> [What to produce] Which lines of the material below contain the word "sleeve"? Pick out each of those lines and copy it in full.

> [Records for identifying positions]
--------------------------------

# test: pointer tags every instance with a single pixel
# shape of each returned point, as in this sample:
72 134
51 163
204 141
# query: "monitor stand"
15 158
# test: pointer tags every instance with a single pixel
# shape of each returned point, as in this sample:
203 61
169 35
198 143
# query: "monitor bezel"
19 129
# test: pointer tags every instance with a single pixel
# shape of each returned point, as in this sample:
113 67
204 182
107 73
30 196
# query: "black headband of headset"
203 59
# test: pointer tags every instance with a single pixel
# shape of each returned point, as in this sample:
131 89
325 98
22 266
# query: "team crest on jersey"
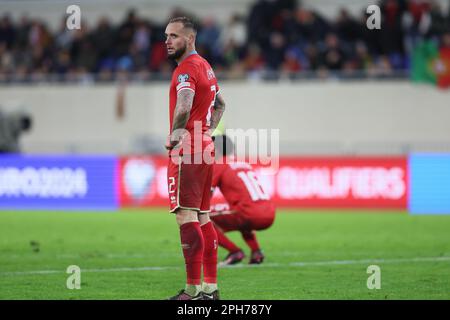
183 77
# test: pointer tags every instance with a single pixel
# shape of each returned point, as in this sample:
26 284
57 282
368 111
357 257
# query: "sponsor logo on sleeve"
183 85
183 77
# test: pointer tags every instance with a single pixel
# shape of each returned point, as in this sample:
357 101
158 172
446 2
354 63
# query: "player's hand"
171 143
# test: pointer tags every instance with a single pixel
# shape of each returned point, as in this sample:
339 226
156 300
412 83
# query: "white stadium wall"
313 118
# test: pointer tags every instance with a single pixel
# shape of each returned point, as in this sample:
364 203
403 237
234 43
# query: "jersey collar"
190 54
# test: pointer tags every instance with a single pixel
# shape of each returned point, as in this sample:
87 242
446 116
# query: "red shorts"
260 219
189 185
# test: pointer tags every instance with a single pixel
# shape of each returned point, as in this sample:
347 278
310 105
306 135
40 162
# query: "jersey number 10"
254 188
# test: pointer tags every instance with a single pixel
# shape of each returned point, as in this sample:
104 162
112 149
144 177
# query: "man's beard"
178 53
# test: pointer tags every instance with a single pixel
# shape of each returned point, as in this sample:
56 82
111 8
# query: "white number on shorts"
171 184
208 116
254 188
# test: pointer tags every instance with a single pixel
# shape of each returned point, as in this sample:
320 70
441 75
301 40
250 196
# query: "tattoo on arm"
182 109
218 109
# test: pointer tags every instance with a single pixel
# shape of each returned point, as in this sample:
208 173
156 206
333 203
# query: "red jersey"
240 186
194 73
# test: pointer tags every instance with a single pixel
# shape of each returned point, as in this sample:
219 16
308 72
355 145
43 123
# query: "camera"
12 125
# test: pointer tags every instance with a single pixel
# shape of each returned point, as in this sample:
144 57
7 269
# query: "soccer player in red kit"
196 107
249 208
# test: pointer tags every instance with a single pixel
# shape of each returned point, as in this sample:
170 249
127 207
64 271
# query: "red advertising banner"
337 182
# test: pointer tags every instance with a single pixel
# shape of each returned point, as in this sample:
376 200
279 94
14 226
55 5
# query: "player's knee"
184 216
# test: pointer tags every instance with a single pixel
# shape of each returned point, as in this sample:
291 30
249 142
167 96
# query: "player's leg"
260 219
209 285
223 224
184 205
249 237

--------------------------------

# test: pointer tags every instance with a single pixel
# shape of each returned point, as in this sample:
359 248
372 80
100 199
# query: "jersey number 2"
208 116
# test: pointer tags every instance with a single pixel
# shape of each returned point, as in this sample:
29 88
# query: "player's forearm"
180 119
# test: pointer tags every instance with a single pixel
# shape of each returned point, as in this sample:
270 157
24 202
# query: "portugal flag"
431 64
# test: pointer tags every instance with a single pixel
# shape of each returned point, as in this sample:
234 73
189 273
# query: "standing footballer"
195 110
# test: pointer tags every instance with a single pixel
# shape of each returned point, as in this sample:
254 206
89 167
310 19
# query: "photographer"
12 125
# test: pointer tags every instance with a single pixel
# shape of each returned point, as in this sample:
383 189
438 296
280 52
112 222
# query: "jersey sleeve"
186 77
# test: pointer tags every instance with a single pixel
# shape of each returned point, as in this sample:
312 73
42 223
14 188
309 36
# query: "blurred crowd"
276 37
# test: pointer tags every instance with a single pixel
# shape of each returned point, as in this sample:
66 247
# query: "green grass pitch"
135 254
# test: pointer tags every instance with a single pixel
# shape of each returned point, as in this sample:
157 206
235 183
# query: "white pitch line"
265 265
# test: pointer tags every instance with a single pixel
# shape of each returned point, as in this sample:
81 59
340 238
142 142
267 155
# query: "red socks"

--------------------------------

> [Exercise output]
# query: "sponsor logo on sleeve"
# query: "jersey sleeve"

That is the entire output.